==== Records for the task ====
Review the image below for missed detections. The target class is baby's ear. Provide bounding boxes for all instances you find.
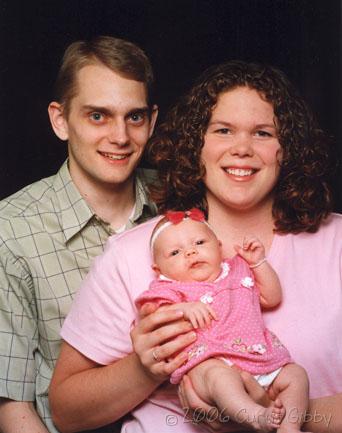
[218,239,222,247]
[151,263,160,275]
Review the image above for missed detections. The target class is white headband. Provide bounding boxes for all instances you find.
[150,217,211,252]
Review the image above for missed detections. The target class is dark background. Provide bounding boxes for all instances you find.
[1,0,341,210]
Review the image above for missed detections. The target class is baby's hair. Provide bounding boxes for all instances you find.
[150,212,215,255]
====
What you should do
An exact copy of the lines from the one with "class is white" through the final line of the entries is the whole answer.

Response area
Review the image above for missed detections. The target class is white headband. Provide bounding boxes for all instances you find.
[150,217,211,252]
Review the image above for missed detections. The target class is dark background. Provide bounding boxes for all instances you find.
[1,0,341,210]
Review the image above for missed detections. The target class is baby's hair. Provide bounding boxes for all instances you find.
[150,212,215,255]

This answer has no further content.